--- INFORMATION SHOWN ---

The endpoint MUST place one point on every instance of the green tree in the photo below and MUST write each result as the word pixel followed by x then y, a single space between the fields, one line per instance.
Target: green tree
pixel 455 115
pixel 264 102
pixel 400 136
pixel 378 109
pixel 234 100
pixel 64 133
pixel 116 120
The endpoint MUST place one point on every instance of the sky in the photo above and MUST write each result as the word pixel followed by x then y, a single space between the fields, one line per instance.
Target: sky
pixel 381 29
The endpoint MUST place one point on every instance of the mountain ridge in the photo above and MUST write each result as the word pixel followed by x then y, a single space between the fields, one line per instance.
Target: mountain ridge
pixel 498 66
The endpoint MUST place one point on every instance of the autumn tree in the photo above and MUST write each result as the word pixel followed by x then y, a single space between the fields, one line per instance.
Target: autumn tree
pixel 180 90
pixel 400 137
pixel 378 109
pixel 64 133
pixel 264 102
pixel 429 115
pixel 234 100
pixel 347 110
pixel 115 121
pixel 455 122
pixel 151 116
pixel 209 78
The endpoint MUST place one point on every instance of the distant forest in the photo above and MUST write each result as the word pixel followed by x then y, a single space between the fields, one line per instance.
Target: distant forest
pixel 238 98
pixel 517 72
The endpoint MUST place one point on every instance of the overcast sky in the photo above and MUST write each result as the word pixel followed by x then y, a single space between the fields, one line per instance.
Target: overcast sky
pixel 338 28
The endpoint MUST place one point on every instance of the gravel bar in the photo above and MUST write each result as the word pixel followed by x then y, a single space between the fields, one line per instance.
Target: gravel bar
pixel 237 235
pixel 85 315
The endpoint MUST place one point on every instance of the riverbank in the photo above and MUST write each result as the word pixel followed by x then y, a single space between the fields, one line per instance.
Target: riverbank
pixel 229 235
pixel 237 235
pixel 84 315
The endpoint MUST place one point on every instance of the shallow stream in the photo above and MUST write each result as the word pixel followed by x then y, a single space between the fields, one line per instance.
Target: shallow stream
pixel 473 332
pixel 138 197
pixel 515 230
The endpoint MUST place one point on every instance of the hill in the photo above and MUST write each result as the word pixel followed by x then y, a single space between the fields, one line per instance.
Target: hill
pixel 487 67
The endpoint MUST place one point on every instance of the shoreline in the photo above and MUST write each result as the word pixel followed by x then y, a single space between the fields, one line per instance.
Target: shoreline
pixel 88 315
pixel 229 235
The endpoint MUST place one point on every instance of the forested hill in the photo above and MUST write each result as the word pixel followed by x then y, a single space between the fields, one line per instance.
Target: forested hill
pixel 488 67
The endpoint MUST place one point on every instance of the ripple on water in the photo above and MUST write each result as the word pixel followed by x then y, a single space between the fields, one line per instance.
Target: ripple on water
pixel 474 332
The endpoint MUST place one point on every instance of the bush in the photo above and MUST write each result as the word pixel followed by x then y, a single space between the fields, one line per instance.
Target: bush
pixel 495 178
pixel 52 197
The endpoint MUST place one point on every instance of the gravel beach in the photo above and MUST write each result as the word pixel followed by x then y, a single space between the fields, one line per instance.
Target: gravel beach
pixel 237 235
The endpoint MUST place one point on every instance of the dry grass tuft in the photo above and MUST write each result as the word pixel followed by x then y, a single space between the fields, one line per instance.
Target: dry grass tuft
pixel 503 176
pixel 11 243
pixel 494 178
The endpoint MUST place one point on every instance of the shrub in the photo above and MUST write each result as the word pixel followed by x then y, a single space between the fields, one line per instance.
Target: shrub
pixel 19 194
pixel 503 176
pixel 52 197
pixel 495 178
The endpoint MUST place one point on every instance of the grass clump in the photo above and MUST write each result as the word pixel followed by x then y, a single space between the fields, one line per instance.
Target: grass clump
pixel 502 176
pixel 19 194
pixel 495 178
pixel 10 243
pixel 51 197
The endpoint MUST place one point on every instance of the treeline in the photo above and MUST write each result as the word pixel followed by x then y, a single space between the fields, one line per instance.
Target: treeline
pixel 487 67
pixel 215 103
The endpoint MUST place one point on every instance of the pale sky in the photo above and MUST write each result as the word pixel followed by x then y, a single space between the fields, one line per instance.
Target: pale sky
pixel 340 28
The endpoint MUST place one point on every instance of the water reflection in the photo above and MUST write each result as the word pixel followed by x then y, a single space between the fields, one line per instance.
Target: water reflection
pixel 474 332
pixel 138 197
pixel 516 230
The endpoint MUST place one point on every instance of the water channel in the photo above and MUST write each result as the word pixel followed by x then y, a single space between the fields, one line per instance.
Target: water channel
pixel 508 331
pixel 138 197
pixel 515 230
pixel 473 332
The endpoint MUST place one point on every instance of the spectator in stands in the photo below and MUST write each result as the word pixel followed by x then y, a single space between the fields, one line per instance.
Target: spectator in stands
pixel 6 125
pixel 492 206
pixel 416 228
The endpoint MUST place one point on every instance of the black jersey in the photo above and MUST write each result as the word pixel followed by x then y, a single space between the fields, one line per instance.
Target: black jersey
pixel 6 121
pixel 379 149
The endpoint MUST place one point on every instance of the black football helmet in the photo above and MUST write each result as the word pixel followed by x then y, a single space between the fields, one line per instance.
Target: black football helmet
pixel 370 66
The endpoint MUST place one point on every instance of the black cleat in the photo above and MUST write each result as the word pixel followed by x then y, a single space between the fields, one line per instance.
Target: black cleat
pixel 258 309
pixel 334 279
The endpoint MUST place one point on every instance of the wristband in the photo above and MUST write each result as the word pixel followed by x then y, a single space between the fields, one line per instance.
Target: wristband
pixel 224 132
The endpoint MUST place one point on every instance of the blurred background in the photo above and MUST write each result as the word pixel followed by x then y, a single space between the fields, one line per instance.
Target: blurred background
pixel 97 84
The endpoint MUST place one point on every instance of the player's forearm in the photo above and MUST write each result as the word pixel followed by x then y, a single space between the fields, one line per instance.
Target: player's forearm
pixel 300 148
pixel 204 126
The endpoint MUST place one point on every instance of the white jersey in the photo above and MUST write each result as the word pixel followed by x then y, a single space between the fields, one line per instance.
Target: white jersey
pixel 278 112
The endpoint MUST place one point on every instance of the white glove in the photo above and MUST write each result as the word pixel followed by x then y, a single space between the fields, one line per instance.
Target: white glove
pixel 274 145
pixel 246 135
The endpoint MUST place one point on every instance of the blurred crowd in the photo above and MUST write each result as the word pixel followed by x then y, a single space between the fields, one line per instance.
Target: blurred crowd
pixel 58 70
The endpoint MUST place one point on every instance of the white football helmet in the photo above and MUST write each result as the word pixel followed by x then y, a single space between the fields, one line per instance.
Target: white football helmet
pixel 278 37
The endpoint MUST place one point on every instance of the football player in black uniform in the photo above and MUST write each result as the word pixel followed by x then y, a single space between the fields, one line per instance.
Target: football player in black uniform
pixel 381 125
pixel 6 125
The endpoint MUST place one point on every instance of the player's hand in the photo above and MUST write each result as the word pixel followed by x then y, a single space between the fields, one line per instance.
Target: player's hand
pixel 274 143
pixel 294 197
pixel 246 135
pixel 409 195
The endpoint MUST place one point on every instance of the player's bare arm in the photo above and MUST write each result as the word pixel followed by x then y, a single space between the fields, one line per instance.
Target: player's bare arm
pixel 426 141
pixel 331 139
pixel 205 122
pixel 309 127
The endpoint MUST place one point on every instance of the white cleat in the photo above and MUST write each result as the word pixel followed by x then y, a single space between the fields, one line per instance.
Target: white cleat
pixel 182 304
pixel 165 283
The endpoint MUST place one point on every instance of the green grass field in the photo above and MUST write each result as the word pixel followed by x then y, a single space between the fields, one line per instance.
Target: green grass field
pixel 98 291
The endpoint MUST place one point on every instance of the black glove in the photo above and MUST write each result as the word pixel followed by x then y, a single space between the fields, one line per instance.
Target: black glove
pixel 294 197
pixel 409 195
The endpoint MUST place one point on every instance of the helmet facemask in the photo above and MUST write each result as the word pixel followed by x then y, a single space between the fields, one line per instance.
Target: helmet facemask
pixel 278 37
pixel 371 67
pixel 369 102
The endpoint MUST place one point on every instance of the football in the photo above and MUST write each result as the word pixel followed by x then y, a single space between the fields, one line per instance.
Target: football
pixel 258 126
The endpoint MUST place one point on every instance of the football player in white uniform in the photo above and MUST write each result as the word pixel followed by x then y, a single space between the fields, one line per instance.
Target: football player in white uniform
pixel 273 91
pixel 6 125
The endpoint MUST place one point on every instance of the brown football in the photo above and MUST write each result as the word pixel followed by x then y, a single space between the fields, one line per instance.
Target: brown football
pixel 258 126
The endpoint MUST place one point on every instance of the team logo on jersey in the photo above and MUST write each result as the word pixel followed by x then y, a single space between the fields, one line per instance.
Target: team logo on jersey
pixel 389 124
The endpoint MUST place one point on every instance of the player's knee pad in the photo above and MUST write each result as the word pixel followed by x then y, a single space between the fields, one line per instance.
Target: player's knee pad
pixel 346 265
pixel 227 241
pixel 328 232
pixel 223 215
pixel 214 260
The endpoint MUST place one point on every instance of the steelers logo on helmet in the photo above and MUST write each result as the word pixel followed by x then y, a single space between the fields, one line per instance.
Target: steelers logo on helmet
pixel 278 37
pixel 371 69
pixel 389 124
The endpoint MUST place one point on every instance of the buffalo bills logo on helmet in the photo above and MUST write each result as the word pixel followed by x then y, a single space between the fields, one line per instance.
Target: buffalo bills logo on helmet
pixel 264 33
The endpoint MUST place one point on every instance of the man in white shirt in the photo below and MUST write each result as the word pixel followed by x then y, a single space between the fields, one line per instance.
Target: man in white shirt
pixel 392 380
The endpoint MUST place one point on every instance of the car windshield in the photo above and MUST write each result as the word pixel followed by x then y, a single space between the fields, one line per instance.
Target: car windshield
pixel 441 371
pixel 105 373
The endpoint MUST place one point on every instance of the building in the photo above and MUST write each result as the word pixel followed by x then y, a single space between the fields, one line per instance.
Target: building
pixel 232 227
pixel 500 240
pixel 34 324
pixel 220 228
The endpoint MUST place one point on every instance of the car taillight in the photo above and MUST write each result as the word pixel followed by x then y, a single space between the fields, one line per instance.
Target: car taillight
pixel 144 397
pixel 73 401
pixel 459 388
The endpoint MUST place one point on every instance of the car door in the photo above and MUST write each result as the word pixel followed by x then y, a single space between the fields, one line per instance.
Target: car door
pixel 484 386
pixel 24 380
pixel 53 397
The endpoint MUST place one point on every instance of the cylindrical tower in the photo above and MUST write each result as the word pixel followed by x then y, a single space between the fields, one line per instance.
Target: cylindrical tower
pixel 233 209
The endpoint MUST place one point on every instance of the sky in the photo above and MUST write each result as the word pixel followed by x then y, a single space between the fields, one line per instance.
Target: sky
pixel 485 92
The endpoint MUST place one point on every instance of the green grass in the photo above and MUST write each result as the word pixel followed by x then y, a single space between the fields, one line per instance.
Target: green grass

---

• WORK REQUIRED: Could you retype exactly the lines above, starting at the line that contains "Target: player's bare arm" and ending at the line that contains "the white cleat", and nothing more?

• RESULT:
Target: player's bare arm
pixel 426 141
pixel 331 139
pixel 205 122
pixel 309 127
The endpoint MUST place one point on every instance of the white cleat in the photo above and MUST write each result as the word pixel followed by x then y, a single space between the fields, one line per instance.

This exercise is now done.